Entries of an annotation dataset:
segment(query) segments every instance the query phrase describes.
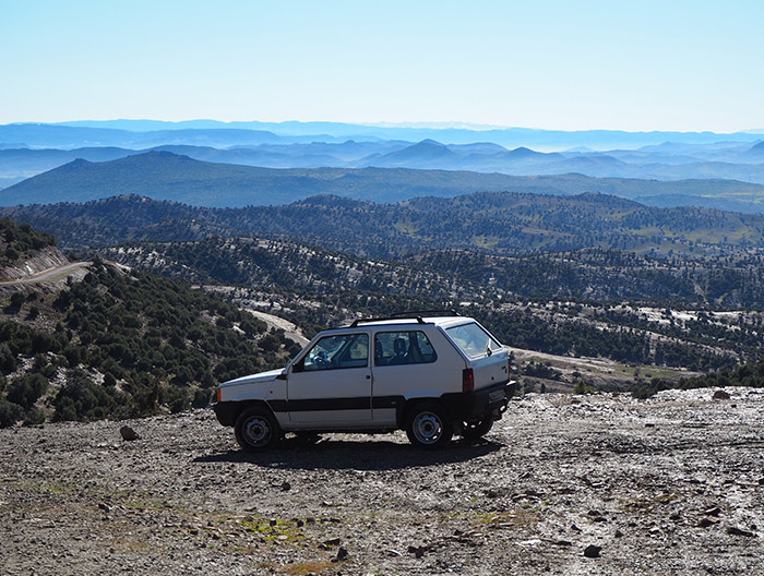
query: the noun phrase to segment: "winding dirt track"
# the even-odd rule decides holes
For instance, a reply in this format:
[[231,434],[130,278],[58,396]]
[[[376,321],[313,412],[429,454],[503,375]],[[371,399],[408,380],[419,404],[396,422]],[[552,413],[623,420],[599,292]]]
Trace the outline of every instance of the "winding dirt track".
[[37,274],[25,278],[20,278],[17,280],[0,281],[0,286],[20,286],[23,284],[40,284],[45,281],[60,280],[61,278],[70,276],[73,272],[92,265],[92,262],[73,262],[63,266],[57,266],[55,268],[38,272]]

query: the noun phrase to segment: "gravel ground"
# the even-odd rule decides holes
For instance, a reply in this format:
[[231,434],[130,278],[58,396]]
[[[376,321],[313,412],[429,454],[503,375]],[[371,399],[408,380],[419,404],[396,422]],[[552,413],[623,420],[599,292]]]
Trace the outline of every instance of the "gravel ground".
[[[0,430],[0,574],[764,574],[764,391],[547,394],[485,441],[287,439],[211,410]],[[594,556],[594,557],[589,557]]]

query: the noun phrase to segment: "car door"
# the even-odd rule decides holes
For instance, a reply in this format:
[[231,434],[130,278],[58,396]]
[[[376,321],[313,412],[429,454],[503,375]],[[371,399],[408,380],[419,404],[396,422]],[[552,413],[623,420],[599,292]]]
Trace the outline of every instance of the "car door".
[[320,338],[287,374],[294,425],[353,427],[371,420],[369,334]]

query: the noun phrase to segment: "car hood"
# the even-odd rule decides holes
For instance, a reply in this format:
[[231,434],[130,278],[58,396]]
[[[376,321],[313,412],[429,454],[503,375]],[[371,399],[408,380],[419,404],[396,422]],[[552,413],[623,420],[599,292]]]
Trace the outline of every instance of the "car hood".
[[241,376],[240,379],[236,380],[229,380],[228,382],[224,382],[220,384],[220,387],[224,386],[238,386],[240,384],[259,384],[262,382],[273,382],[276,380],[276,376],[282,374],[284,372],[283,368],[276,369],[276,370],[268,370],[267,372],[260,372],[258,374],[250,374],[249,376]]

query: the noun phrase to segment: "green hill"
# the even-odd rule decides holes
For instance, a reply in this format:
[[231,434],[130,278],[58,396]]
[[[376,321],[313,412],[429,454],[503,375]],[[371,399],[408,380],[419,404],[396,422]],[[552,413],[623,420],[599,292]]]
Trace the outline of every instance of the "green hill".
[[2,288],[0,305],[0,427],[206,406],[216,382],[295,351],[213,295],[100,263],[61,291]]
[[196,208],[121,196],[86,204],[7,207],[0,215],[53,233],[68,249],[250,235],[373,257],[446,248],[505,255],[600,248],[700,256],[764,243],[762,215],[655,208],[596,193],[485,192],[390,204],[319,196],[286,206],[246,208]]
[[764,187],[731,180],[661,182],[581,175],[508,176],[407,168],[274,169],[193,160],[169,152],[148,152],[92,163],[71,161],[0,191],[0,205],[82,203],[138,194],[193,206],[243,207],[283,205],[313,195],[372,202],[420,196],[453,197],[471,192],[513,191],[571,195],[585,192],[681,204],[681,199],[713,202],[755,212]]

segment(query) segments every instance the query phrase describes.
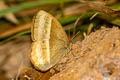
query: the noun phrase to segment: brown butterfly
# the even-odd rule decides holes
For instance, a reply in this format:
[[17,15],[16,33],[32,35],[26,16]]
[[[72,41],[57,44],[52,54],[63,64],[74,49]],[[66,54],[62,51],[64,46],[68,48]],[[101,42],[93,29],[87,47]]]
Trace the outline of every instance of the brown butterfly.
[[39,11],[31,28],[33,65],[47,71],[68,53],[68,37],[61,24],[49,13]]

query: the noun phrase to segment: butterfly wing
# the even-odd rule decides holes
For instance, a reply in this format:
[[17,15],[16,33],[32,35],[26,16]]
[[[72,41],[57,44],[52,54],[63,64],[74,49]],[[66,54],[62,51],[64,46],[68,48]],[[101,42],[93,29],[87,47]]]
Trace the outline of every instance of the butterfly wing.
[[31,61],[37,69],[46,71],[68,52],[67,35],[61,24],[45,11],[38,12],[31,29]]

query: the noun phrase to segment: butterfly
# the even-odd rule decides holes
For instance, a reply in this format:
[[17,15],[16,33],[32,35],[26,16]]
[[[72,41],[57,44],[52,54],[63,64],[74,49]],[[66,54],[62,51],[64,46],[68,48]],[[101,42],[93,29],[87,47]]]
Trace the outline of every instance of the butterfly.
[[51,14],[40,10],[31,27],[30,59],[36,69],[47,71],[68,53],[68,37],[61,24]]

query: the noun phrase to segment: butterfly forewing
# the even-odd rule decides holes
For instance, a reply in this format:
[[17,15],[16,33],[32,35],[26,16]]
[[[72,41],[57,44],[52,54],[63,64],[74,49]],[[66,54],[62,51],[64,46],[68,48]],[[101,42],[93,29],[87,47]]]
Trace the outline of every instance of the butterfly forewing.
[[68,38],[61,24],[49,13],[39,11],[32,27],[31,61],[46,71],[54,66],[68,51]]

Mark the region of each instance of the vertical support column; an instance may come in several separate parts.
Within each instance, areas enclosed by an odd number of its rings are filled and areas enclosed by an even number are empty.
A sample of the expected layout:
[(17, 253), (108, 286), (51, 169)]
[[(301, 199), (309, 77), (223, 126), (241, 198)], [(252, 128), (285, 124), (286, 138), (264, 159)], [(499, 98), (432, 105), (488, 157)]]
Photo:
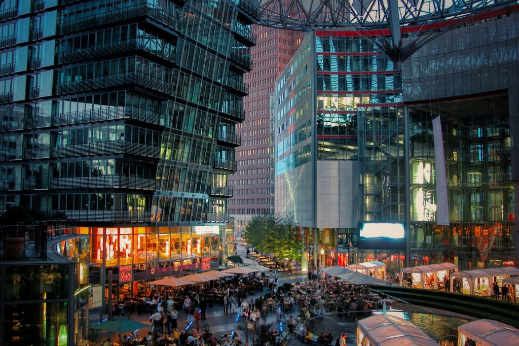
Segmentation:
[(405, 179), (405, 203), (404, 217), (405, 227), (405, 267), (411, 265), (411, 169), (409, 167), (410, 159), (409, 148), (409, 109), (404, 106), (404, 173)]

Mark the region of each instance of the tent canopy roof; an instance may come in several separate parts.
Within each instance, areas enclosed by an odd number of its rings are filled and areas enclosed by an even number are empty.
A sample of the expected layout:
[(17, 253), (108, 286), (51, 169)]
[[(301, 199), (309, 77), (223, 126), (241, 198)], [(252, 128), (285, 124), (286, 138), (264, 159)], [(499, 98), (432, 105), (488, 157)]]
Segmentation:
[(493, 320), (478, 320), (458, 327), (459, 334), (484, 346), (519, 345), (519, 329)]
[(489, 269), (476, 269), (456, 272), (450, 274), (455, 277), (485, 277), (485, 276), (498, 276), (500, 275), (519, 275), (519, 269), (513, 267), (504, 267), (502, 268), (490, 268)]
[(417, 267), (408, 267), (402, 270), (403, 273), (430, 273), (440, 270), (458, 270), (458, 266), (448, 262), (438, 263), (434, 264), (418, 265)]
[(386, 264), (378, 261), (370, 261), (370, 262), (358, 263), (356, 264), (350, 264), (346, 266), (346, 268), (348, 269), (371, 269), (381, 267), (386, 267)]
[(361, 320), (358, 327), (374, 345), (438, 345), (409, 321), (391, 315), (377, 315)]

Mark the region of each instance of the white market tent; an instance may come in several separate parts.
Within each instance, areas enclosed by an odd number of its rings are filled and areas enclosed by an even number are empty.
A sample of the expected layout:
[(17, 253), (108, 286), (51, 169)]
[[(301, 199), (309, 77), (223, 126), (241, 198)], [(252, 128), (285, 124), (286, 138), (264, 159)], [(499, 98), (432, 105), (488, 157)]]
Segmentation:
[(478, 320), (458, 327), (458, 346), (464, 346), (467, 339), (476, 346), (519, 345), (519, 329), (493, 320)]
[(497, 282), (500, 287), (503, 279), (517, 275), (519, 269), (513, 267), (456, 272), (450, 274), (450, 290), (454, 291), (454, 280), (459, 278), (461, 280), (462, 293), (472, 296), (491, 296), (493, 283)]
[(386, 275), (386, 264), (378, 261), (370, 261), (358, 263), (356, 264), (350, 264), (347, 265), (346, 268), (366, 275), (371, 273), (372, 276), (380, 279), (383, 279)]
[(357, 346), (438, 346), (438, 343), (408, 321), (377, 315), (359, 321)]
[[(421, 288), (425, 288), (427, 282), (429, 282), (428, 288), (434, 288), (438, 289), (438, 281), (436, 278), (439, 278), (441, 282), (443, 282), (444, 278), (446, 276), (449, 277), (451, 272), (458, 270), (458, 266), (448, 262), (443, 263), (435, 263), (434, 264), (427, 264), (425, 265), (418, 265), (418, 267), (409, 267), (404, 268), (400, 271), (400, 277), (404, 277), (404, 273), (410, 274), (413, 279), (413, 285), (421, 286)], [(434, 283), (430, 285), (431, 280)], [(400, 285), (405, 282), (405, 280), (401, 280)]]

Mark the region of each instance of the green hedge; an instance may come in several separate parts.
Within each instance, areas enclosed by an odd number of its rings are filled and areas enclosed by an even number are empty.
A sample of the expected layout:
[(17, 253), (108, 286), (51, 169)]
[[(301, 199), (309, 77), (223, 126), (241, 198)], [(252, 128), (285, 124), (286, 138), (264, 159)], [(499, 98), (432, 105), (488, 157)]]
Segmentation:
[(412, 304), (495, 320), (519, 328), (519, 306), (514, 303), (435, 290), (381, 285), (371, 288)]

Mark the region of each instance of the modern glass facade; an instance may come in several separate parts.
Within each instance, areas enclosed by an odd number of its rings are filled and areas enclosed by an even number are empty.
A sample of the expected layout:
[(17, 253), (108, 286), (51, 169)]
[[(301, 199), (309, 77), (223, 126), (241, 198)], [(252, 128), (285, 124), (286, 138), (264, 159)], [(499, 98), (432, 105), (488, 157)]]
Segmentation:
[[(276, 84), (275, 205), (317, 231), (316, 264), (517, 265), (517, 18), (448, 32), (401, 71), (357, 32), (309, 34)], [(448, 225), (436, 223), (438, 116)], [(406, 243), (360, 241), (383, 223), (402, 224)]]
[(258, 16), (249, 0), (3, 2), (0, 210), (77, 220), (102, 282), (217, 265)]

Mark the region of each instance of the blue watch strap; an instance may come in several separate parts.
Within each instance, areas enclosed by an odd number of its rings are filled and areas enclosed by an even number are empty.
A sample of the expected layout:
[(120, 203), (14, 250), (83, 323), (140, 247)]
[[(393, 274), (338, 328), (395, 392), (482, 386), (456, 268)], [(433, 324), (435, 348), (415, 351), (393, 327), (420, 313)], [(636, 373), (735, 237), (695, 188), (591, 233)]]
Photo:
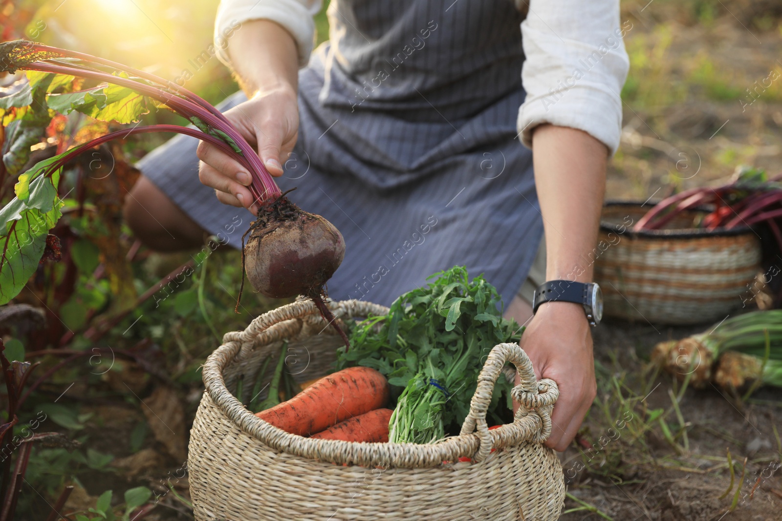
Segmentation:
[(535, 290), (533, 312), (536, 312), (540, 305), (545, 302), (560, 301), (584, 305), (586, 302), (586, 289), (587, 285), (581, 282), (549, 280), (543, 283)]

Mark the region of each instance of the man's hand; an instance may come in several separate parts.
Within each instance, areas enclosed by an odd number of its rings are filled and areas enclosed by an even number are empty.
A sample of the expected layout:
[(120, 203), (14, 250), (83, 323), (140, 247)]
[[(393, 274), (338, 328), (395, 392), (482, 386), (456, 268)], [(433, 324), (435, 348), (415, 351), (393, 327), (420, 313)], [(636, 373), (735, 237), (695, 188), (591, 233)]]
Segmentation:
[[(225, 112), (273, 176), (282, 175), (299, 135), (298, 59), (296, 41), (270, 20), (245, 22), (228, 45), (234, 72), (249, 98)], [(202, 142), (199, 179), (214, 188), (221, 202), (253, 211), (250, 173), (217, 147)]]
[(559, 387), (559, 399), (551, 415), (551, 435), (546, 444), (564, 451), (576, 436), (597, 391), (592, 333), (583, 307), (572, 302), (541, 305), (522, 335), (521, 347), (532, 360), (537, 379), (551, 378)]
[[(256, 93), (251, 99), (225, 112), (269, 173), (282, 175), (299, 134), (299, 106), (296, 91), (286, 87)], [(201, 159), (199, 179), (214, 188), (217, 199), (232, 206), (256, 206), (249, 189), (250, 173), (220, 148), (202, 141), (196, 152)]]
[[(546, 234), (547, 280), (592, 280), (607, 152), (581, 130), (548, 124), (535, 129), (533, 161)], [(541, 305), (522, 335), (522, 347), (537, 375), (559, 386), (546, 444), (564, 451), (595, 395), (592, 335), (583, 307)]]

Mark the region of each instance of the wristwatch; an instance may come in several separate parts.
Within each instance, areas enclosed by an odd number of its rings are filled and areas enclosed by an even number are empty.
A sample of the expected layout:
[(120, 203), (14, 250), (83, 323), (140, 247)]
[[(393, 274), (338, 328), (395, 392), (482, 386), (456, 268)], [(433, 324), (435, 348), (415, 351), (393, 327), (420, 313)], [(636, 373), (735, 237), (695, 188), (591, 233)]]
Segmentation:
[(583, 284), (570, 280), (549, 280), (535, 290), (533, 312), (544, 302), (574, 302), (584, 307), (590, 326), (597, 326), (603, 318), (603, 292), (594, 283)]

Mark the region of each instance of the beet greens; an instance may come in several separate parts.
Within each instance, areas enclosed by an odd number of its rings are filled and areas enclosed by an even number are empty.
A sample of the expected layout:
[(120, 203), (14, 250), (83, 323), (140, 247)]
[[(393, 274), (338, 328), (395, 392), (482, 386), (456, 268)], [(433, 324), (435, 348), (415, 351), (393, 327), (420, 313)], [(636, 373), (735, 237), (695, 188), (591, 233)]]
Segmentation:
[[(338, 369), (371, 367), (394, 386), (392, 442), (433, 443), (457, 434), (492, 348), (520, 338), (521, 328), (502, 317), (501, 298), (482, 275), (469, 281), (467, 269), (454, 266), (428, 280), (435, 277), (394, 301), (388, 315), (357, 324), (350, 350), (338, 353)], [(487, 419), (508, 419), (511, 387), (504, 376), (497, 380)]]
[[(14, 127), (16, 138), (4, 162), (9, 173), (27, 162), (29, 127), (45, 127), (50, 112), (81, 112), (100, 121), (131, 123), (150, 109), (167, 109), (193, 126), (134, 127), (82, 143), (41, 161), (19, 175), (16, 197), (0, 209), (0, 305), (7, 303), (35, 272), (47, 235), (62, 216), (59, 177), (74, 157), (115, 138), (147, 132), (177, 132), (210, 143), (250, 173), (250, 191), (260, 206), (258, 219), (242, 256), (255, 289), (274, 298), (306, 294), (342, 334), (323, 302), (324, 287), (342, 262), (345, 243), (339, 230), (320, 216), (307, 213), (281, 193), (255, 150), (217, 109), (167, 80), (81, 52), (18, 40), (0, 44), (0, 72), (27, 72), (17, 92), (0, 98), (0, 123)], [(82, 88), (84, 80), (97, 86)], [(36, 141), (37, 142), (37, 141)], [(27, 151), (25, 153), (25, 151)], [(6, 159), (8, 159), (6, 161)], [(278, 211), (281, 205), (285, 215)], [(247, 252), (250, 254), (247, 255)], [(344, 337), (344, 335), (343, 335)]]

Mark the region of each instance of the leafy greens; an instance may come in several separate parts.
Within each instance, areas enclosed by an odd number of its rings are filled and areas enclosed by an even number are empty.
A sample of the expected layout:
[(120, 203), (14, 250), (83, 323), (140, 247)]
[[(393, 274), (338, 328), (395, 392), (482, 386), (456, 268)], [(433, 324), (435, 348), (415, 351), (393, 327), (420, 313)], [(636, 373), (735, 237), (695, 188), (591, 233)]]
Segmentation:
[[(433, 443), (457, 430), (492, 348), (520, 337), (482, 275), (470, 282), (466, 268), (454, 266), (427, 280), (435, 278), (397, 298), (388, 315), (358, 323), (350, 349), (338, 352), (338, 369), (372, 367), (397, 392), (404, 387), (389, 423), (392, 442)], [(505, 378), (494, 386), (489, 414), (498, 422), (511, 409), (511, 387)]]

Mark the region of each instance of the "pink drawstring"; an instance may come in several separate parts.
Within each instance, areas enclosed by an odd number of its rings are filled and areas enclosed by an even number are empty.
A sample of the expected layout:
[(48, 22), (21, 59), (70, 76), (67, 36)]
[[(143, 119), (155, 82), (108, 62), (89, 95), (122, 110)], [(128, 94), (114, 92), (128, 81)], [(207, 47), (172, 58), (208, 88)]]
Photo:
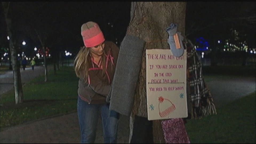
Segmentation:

__Goal of the exercise__.
Pick out each line above that contains the string "gravel", and copy those lines unchanged.

__Answer to this task__.
query: the noun phrase to segment: "gravel ground"
Trace the outline of every instance of the "gravel ground".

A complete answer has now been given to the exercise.